Given exercise: Determine how many lines of the data below contain the string "turquoise", treating uppercase and lowercase as distinct. Reply with the number alone.

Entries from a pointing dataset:
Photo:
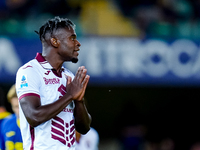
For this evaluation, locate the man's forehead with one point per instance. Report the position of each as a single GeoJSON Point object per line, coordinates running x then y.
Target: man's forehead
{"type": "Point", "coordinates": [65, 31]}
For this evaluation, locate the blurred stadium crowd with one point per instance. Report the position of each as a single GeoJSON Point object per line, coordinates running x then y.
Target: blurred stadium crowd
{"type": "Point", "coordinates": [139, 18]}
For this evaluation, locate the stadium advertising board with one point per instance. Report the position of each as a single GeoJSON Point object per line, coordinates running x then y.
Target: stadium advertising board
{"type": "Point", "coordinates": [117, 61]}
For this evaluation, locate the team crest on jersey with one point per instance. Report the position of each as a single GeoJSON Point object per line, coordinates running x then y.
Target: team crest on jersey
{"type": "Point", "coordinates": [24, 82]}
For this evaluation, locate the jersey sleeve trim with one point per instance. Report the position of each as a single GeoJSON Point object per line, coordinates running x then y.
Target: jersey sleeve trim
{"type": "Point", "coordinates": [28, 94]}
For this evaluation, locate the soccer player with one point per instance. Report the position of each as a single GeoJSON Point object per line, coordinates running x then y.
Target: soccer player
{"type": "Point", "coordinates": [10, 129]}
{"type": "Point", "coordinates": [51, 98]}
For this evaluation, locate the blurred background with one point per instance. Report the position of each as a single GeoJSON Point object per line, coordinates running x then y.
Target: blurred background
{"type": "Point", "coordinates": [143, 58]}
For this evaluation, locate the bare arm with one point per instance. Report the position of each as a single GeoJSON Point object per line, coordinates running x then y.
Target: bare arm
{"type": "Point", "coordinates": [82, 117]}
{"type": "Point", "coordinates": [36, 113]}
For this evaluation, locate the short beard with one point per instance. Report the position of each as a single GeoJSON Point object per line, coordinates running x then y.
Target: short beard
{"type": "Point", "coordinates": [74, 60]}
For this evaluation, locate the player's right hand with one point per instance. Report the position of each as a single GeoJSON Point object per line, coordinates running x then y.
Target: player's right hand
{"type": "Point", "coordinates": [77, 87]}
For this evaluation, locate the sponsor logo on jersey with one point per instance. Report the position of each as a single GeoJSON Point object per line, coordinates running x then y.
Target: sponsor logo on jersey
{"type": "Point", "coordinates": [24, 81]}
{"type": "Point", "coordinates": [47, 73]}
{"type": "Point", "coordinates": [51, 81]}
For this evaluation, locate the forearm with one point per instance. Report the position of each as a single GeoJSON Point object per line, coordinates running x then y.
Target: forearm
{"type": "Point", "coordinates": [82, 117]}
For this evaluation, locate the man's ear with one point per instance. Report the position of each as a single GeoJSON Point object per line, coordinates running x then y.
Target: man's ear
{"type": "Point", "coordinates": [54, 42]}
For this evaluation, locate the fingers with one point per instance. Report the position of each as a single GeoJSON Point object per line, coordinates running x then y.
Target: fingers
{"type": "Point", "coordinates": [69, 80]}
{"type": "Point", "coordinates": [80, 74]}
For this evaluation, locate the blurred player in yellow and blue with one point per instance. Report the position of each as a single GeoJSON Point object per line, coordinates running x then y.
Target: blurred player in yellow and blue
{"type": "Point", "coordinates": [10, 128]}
* * *
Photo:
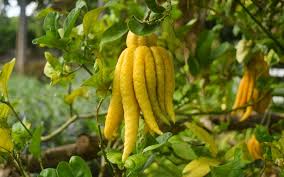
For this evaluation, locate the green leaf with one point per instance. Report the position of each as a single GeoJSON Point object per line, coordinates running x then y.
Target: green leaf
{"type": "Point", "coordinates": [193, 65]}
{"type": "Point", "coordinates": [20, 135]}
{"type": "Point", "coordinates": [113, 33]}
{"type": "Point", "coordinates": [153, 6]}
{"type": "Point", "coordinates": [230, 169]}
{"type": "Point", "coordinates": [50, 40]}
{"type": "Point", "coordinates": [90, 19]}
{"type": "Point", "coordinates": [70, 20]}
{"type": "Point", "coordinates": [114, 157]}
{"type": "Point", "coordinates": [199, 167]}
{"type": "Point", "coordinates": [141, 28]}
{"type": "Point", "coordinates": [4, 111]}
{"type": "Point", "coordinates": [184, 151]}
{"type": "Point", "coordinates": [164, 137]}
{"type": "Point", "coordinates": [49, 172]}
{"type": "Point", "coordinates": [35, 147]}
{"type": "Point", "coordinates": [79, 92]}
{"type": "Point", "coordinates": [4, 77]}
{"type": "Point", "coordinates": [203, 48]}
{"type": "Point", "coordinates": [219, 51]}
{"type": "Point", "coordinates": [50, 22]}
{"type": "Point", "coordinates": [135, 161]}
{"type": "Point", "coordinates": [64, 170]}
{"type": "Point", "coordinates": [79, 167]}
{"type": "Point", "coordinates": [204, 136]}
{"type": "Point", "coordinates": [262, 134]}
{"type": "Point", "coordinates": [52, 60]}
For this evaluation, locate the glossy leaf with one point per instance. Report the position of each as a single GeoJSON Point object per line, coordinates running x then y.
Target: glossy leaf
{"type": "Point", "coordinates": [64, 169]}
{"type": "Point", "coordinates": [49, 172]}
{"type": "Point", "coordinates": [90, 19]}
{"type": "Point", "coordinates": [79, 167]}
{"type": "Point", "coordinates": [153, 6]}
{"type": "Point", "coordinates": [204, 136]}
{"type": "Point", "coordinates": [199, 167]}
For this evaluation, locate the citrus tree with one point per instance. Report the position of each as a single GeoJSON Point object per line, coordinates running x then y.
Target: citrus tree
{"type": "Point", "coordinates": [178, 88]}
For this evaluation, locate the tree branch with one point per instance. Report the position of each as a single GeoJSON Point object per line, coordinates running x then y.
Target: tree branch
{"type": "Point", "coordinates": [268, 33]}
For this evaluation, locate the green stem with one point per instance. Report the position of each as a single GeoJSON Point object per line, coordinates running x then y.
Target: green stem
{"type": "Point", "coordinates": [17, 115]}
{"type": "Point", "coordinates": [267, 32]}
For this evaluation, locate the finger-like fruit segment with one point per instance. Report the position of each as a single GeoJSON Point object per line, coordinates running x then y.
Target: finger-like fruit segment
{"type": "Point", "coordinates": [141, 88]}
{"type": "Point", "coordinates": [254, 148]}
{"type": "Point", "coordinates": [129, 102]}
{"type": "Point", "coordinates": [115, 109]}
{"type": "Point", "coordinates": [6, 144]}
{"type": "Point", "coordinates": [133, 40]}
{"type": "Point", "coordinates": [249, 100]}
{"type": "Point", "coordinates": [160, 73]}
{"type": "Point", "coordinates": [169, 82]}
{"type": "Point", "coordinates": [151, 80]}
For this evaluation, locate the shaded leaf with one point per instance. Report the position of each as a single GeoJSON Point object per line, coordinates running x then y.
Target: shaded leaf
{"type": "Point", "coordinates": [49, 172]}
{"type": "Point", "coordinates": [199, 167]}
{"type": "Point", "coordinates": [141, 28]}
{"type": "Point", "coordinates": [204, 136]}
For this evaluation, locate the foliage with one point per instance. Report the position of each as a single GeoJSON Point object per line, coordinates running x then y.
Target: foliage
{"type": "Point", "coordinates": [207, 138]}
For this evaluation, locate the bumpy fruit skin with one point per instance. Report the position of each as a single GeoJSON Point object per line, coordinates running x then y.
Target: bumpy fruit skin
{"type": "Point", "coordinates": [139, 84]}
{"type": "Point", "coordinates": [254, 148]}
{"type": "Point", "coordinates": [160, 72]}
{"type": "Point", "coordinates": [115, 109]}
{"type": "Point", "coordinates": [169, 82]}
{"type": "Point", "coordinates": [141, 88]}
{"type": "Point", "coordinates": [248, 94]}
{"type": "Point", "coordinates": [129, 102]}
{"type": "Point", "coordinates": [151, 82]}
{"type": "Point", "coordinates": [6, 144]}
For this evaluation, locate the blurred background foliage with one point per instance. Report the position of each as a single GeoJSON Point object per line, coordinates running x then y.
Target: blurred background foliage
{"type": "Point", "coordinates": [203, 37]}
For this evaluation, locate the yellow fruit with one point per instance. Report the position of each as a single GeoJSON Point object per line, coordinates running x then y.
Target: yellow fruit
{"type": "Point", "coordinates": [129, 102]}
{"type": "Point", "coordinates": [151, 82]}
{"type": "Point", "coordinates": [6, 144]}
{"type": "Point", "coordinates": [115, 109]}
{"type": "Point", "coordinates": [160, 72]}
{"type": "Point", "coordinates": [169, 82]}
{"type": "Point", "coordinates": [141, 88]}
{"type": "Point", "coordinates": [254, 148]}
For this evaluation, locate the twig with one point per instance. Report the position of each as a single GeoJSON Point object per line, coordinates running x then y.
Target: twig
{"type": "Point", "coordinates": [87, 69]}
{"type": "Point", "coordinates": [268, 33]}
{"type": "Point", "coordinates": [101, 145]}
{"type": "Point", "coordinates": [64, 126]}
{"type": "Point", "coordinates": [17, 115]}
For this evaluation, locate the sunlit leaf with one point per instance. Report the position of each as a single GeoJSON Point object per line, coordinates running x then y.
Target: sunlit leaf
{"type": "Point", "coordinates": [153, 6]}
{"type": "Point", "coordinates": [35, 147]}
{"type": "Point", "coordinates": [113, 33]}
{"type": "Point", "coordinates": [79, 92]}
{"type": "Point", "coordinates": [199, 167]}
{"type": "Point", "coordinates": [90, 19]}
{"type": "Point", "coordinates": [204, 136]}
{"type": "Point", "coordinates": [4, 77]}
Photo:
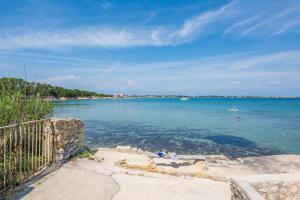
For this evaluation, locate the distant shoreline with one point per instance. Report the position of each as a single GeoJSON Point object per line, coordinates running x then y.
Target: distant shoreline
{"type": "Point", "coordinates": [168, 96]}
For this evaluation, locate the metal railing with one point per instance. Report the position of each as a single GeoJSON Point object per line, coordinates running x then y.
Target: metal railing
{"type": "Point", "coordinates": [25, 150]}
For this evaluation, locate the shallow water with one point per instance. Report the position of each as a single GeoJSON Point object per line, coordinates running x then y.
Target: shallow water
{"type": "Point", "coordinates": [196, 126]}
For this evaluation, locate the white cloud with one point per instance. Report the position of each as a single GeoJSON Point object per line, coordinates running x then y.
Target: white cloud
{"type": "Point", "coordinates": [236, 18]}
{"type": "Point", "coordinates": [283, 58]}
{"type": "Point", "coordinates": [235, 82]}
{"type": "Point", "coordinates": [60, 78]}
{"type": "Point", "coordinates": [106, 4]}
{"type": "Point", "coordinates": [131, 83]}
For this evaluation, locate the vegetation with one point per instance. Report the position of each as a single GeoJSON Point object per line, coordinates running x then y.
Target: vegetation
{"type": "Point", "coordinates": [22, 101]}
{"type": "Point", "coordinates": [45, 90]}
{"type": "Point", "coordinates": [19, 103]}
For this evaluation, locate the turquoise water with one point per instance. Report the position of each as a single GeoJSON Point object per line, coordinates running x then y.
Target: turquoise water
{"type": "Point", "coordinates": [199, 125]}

Answer to this task: 2